PROVIDED DATA »

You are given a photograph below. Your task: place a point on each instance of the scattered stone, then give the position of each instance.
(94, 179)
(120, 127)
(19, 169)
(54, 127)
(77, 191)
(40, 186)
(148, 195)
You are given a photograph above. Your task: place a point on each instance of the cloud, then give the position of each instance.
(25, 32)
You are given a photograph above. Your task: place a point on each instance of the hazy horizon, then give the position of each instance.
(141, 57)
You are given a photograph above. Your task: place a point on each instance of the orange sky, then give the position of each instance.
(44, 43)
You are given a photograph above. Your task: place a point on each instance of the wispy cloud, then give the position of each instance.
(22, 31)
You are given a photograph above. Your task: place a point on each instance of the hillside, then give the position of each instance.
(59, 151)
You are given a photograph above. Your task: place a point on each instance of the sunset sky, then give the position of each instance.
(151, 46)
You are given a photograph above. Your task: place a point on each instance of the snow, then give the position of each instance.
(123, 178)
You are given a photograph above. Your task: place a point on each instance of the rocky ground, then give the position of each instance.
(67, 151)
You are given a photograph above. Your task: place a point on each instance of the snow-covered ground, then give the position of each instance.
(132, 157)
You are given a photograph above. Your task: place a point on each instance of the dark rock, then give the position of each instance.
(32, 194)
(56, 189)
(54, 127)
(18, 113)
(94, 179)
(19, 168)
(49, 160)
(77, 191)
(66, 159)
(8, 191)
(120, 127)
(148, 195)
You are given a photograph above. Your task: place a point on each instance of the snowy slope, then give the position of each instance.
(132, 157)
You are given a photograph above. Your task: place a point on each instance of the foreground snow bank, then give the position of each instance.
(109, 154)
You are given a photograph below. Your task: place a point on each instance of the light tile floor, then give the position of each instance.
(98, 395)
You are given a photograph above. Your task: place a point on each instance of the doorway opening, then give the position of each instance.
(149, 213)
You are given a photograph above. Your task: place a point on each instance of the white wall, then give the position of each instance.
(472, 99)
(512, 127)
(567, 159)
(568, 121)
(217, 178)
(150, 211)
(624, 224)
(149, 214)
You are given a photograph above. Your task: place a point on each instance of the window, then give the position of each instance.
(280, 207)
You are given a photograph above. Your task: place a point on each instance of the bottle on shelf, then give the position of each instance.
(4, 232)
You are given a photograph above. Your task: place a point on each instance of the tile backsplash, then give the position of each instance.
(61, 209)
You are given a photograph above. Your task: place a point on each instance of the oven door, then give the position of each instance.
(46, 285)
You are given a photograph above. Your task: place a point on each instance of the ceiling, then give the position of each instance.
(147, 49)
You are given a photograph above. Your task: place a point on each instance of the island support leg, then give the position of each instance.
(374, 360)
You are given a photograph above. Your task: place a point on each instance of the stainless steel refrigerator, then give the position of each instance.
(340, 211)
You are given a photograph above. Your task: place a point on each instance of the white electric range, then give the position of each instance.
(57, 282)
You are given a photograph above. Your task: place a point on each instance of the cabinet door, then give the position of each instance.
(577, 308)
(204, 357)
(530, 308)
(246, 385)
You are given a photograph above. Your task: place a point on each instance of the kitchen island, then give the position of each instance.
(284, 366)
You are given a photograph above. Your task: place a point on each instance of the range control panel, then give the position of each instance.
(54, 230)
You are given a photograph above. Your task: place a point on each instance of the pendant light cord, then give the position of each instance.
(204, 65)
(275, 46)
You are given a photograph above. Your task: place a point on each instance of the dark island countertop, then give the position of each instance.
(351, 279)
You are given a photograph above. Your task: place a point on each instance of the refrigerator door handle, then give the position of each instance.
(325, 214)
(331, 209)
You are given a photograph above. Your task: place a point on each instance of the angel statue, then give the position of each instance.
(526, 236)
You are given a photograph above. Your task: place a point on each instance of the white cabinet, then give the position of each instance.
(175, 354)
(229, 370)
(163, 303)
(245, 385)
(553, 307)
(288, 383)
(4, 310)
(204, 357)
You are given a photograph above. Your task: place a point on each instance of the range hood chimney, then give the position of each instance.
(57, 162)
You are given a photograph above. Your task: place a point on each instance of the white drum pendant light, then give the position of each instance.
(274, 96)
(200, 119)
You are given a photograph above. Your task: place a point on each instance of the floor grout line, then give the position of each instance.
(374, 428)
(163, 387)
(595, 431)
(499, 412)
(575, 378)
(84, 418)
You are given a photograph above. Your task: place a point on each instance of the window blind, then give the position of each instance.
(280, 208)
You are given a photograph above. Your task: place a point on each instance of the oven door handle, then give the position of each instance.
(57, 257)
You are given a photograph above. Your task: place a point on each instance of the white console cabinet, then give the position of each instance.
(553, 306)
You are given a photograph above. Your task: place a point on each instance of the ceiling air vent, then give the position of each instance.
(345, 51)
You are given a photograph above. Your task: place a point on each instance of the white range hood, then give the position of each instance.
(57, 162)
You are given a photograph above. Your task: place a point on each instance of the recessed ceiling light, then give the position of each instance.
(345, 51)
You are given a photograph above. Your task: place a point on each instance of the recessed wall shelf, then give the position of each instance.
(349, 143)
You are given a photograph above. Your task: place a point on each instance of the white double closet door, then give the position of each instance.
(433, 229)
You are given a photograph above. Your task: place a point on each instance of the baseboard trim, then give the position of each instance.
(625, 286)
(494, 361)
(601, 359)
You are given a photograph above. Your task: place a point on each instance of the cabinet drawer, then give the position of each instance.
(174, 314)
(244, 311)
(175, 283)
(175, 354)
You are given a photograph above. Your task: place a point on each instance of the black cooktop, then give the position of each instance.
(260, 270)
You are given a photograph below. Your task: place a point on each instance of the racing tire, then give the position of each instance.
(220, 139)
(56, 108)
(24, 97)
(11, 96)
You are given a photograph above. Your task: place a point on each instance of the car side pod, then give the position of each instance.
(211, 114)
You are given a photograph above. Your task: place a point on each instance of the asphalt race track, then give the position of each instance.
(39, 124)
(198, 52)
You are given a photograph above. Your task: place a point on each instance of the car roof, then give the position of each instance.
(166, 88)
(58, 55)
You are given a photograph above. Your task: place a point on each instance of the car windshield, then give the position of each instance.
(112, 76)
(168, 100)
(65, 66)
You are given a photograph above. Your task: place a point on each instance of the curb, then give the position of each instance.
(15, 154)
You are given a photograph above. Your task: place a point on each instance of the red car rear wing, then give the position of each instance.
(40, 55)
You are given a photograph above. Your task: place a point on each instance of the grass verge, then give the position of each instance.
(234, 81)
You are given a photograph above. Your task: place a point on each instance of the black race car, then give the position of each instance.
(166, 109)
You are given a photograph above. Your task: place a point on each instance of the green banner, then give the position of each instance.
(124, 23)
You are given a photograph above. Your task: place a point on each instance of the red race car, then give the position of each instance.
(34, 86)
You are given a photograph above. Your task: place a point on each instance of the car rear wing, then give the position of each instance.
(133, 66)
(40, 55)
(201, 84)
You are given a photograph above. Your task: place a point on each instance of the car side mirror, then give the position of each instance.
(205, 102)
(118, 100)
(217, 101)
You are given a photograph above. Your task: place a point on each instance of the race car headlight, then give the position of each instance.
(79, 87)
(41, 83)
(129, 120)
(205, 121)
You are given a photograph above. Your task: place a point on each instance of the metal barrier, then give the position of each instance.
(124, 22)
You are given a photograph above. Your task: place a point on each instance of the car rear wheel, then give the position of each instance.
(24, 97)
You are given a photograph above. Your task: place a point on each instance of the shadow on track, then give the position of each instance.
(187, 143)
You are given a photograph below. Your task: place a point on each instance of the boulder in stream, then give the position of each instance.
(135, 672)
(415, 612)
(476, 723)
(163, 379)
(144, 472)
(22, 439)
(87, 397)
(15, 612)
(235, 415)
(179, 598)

WORK ORDER »
Print the entries once more, character for character.

RESULT OF THIS TASK »
You are given a photograph below. Your task: place a point on each instance of the scattered stone, then give the position of each instance.
(94, 179)
(120, 127)
(19, 169)
(54, 127)
(77, 191)
(40, 186)
(148, 195)
You are given a photograph above. Your task: place a point on each instance of the cloud, then give the position of each instance.
(25, 32)
You are given a photograph above. Your task: place a point on each instance of the hazy horizon, then give the position of each instance.
(141, 57)
You are given a photograph above. Your task: place a point on each instance of the orange sky, then give the position of each instance.
(44, 43)
You are given a photograph above. Your task: place a point on each instance of the wispy cloud, then give the position of each instance.
(22, 31)
You are given a photograph above. Your task: place a point on each instance of the hillside, then give the position of each instance.
(59, 151)
You are given a photograph above. Your task: place a point on each instance of the sunset sky, then give the position of each instance.
(151, 46)
You are given a photograph above. Your task: place a point on each instance of the snow, then give the position of each instance.
(123, 178)
You are given a photograph above. Your task: place a point on each instance of the rocky ground, then give the position of each instance.
(67, 151)
You are given a photograph above. Your task: place a point on each instance of the snow-covered ground, then give the position of each instance.
(132, 157)
You are given a photograph above. Your task: place a point on each instance of the dark rock, then give the position of each instance.
(32, 194)
(56, 189)
(54, 127)
(18, 113)
(94, 179)
(19, 168)
(49, 160)
(77, 191)
(66, 159)
(8, 191)
(120, 127)
(148, 195)
You are given a photograph above. Your task: place a point on each instance of the snowy slope, then give the position of each instance.
(132, 157)
You are given a photograph above. Your task: place a point on each instance of the foreground snow bank, then give the position of each instance.
(109, 154)
You are given a photograph below. Your task: place a point on each instance of the light tile floor, then give the position of each instance.
(98, 395)
You are given a photograph above. Your task: place a point on each instance of the doorway opening, then give the position of each instance.
(149, 213)
You are given a photograph above. Your task: place a point on each instance of the white wall, then give the position of each instance.
(472, 99)
(512, 127)
(567, 159)
(568, 121)
(217, 178)
(150, 211)
(624, 224)
(149, 214)
You are given a photograph above. Your task: place a point on each instance of the window, then give the position of each instance.
(280, 207)
You are given a photograph above. Your task: place a point on each instance of the bottle on shelf, then give the position of each instance.
(4, 232)
You are given a photograph above. Your task: place a point on each instance of the tile backsplash, then give the position of each instance.
(61, 209)
You are given a photograph above. Your task: place a point on each instance of the oven door, then give the position of each instance.
(46, 285)
You are given a photograph above. Your task: place a point on each instance of the ceiling, then give the position of each instance.
(147, 49)
You are given a photograph above. Your task: place a point on each instance of the island support leg, then give the position of each instance.
(374, 360)
You are given a photograph above. Your task: place a point on each instance of the stainless steel refrigerator, then give the position of each instance.
(340, 211)
You are given a photograph above. Your task: place a point on each instance of the white electric range, then give the position of each instance.
(57, 282)
You are given a photograph above. Your task: place a point on each instance of the cabinet door, then give the position of each instance.
(577, 308)
(204, 357)
(530, 308)
(246, 385)
You are given a photograph above. Your task: place a point on each instance of the kitchen island, then give the position of each instance.
(284, 366)
You are given a photograph above. Your task: place a point on each instance of the range control panel, then give the position of each instance.
(54, 230)
You are given a photograph above. Your task: place a point on each instance of the pendant light cord, then give the position of each instance.
(204, 65)
(275, 46)
You are given a photograph above. Your task: place a point on each instance of the dark island countertop, then give the position of each instance.
(351, 279)
You are given a photograph above. Your task: place a point on each instance of the refrigerator door handle, then give the position of each instance.
(325, 214)
(331, 209)
You are given a photograph above. Your task: place a point on each instance of the angel statue, then give the position of each instance.
(526, 236)
You are given a photograph above. Your task: place a point on each instance of the white cabinet, then give the position of each instance.
(175, 354)
(229, 370)
(163, 303)
(245, 385)
(553, 307)
(288, 383)
(4, 310)
(204, 357)
You are given a photograph above. Your task: place a point on each instance of the range hood chimney, then give the position of each instance.
(57, 162)
You are given a photograph above. Your task: place a point on each instance of the white drum pendant light, then give the position of each instance.
(274, 96)
(200, 119)
You are given a photograph above. Your task: place a point on each instance of the floor grout line, then give the position of each instance.
(374, 428)
(163, 387)
(595, 431)
(499, 412)
(575, 378)
(84, 418)
You are given a photograph above. Your task: place a point on each instance of the window blind, then give the position of each instance.
(280, 208)
You are given a photograph above. Your task: place a point on each instance of the oven door handle, then give the position of each instance.
(57, 257)
You are given a photograph above. Your task: place a point on each instance of the white console cabinet, then give the position of each instance.
(553, 306)
You are given a photograph above. Your task: place a point on each instance of the ceiling air vent, then give the position of each instance.
(345, 51)
You are given a photograph above. Your task: place a point on each instance of the white range hood, then give the position of each instance.
(57, 162)
You are given a photograph above. Your task: place a point on each instance of the recessed ceiling light, then give the position of each instance.
(345, 51)
You are given a photograph above. Your task: place a point on each instance of the recessed wall shelf, then give the position of each instance.
(349, 143)
You are given a photograph above. Your task: place a point on each instance of the white double closet door, then give the position of each instance.
(433, 229)
You are given a photograph above. Your task: place a point on each instance of the baseboard trim, then give the position of each instance.
(625, 286)
(494, 361)
(601, 359)
You are given a photograph above. Your task: place a point on each instance of the cabinet drawer, then give the position of each instance.
(174, 314)
(244, 311)
(175, 283)
(175, 354)
You are given a photograph above. Your task: place a point on each instance of the black cooktop, then give the position of each instance.
(260, 270)
You are given a photograph below. Your task: place a point on each instance of the racing tire, then give the position of each instance.
(220, 139)
(56, 108)
(24, 97)
(11, 96)
You are given a photograph above. Your task: place a point on each instance of the car side pod, then give the position of each instance.
(211, 114)
You are given a photograph above. Your task: place a point on each instance of the asphalt race track, then give the position of each instance.
(39, 124)
(198, 52)
You are given a photograph above. Your task: place a point on each instance of the car roof, then give the position of each instance.
(166, 88)
(58, 55)
You are given a photograph above. Your task: place a point on each instance of the car windshield, then give the position of each instance.
(112, 76)
(168, 100)
(65, 66)
You are given a photograph above. Your task: place a point on each instance of the curb, then give the position of each instance.
(15, 154)
You are given a photograph above. Your task: place a point on each instance of the red car rear wing, then give the position of each instance.
(40, 55)
You are given a photograph above. Your task: place a point on each instance of the grass verge, then give the position of each instance.
(234, 81)
You are given a photograph above. Your task: place a point on each instance of the black race car, then give the position of each instance.
(166, 109)
You are given a photograph above. Your task: place a point on each instance of the green banner, then give the position of each instance.
(124, 23)
You are given a photograph above. Your task: place a point on each instance of the red race car, then give the position of each instance.
(34, 86)
You are given a photograph above. Your task: place a point on each instance of the car rear wing, then give the position of each instance.
(133, 66)
(40, 55)
(201, 84)
You are given a photograph above. Your task: place a point on each instance of the car side mirror, then give the position of each instance.
(205, 102)
(118, 100)
(217, 101)
You are given a photograph above. Your task: place a point on each instance of the race car headlight, then give the position of each instance.
(79, 87)
(41, 83)
(129, 120)
(205, 121)
You are given a photograph above. Your task: place a point on each instance of the metal barrier, then give the position of each instance.
(124, 22)
You are given a photograph above. Your task: place a point on each instance of the car rear wheel, then give the position of each instance.
(24, 97)
You are given a photograph above. Your task: place a point on each instance of the shadow on track, then give the position of each instance.
(187, 143)
You are given a photograph below. Your task: place a point on each instance of the boulder in stream, then give the position of each instance.
(135, 672)
(415, 612)
(476, 723)
(163, 379)
(144, 472)
(22, 439)
(87, 397)
(15, 612)
(235, 415)
(179, 598)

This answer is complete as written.